PARTS OF THE EXERCISE →
**1.** Sum up the crawler-maze thread in two sentences.
**2.** Please write what comes next in the crawler-maze thread, continuing from its last post.

BEGIN SELECTED PASSAGE

That way from any single starting link, the crawler would always be crawling the 'same' maze.
@magpie3d iocaine already does exactly that. The visited url is the seed. Or well, most of the seed now, 'cos a static seed is also used, so I can change the content, without changing any other part of the config. The url being the seed is how I got it to generate stable garbage without state.
@LasseGismo @mullana https://git.madhouse-project.org/algernon/iocaine/src/branch/main/docs/how-it-works.md
More details about it were posted in the thread, and I will post a detailed writeup on my blog (see bio) next weekend, probably. Maybe earlier if I find some extra time.
@algernon
Claude crawler may be Claude, an equivalent of OpenAI, created by France, currently reserved to french's Ministries.
@xdej yes. Which is why it ended up in an infinite maze of garbage in the first place. I very deliberately sent it (and its ilk) there.
@algernon @wolf480pl In my waging of a slightly-different battle almost no bot pays attention to 429, including nominally grown-up #Googlebot, but 503s have slightly more effect...
@DamonHD @wolf480pl I don't mind if they don't care much about 429. My 429 has no body, so that's ~3-6kb less served / request, and the garbage generator isn't involved in it.
If they come back, good! Eventually they'll get to train on more remixed Bee Movie. The rate limiting gives the garbage generator a pause. It's mostly there to limit that, not the visitors. If the visitors obey, that's a bonus, but only a side effect.
If I wanted to remove them, I'd block their IP when they hit a rate limit in the maze. But I don't. I want them to see the garbage, and come back for more.
@algernon @wolf480pl I haven't looked at your implementation yet, but I'm tempted to build into my static sites a version of what I think you may be doing with an #MD5-URL-hash-driven maze in a few lines of #Apache config, which any dodgy request such as for a PHP file flings the visitor into. Won't care about the UA or anything else much, though could return 503s/429s randomly for fun.
@DamonHD @wolf480pl That works to trap them, too, yup!
I do the UA stuff so that they never even see the real content: known bots get only garbage. Unknown bots are lead into a maze, and then get garbage too (and once I adjust my config, they'll get only that aswell).
@algernon If you think Claude is bad, wait till Facebook finds you. They're easily 2/3rds of my tarpit traffic. Amazon is pretty horrific as well.
@aaron Oh, they found my other sites, on my old server, but for various reasons (cough legacy code cough), I can only serve a static bee movie there.
If they find anything on my newly built infra, Facebook & Amazon will get the maze treatment too - their user agents and ip ranges are already in my "bad visitor" list. I'm ready. So is the infinitely remixed Bee Movie!

END SELECTED PASSAGE
BEGIN RAW DATA

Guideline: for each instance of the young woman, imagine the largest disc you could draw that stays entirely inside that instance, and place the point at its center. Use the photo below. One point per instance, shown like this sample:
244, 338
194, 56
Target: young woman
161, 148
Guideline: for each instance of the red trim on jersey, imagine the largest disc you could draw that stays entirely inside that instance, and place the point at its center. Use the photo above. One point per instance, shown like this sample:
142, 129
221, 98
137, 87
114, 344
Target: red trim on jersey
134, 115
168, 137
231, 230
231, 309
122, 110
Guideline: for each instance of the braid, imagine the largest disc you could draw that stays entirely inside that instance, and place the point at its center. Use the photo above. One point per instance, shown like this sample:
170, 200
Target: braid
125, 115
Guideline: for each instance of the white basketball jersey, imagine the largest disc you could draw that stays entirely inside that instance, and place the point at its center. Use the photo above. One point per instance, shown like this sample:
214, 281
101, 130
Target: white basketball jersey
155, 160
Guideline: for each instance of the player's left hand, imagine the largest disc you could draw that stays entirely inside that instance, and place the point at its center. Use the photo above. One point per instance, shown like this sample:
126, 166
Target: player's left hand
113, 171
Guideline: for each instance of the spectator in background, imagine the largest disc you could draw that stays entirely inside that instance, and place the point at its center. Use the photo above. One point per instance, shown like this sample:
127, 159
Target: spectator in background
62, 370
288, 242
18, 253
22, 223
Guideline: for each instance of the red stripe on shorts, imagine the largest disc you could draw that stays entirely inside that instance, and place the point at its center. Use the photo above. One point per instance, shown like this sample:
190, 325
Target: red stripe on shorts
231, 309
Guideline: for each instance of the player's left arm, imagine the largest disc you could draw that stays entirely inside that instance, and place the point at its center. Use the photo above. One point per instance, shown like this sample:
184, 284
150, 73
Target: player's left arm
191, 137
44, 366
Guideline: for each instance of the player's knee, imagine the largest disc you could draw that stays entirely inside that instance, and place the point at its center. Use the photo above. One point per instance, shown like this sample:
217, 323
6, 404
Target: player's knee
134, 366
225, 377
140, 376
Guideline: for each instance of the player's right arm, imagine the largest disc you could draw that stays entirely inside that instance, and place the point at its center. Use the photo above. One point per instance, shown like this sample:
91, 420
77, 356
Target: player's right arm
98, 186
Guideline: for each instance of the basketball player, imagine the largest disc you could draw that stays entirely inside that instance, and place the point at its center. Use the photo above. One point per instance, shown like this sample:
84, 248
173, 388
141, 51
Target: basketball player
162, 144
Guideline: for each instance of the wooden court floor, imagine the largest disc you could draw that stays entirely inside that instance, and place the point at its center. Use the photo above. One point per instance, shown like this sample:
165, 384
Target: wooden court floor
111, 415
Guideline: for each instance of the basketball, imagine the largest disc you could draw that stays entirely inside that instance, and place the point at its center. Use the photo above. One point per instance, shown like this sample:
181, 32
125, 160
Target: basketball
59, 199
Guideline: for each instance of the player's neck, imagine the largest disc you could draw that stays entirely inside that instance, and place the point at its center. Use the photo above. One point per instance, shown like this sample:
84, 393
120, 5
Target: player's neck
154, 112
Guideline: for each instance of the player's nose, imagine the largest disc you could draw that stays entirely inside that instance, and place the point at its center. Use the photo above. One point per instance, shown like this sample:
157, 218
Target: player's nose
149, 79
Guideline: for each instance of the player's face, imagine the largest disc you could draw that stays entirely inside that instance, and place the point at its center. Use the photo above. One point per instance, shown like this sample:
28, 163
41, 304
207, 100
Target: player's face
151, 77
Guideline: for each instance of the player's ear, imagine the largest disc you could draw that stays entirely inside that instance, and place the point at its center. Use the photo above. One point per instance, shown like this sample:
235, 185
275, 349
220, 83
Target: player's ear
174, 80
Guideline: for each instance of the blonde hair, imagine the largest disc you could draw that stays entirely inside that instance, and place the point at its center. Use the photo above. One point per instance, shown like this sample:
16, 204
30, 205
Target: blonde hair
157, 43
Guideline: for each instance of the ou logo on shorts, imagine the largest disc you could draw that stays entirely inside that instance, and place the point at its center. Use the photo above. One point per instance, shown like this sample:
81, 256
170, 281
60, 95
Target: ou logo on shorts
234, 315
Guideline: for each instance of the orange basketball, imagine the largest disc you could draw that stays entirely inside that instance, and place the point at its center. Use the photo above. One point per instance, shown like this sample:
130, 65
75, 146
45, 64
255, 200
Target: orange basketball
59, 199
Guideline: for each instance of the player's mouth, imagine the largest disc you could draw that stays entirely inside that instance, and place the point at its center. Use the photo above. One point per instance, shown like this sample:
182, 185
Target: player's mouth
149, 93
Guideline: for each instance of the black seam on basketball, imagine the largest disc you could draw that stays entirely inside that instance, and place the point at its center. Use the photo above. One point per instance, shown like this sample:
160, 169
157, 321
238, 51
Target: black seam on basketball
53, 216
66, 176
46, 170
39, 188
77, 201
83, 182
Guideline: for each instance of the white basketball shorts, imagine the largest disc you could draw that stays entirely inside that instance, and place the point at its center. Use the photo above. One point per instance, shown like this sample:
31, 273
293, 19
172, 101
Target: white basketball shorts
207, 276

END RAW DATA

TASK-BY-TASK RESULTS →
**1.** In the crawler-maze thread, one participant explains that iocaine uses the visited URL, along with a static seed, to generate stable garbage without keeping state, so known bots get only garbage and unknown bots are led into a maze. Rate limits with bodiless 429 responses mainly give the garbage generator a pause, and Facebook and Amazon, whose user agents and IP ranges are already on a "bad visitor" list, will get the maze treatment if they find the new infrastructure.

**2.**
Claude is back!
17.5k requests made today, between 05:00 and 18:50. 7.5k of those hit the rate limit, 10k did not. It started by requesting /robots.txt
, then /
, and went from there. It doesn't look like it visited any URLs it looked at in the previous scan, but I didn't do a proper comparison, just eyeballed things so far.
No other AI visitor came by yet.
I will tweak the rate limits further. And I will need to do some deep dives into the stats, there are many questions I wish to find answers for!
Hope to do that this coming weekend, and post a summary on my blog, along with a writeup of what I'm trying to accomplish, and how, and stuff like that.
Might end up posting the trap logs too, so others can dive into the data too. IP addresses will be included, as a service.
@algernon Probably a dumb question, but is it ignoring robots.txt? To be clear, I don't think it's your (or my) obligation to block specific bots in robots.txt, I'm just curious why they are fetching it.
@bremner I'm unsure whether it ignores it or not. I never gave it a chance to obey, it was blocked before the site it now tries to crawl had an A record. (And as such, even /robots.txt
is generated bee movie garbage, and thus, unparsable for the robots)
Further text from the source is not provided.